Dataset entries
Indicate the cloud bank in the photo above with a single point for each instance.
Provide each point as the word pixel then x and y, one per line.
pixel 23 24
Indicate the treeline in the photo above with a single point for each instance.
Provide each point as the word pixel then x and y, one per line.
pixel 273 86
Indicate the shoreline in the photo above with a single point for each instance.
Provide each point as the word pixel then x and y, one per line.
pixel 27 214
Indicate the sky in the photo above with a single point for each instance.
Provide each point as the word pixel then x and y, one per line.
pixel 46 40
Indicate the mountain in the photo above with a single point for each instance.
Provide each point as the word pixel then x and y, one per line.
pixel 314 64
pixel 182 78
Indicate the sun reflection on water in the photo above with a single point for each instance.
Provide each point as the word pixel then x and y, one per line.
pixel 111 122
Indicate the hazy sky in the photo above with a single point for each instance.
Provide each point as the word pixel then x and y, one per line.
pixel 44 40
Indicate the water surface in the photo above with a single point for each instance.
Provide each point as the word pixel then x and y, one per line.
* * *
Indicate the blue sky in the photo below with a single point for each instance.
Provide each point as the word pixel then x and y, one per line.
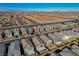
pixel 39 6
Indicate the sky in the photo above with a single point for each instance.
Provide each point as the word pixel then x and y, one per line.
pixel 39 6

§ Brief
From the data above, work out how many lines contain the string "water" and reply with only the number.

§ Response area
2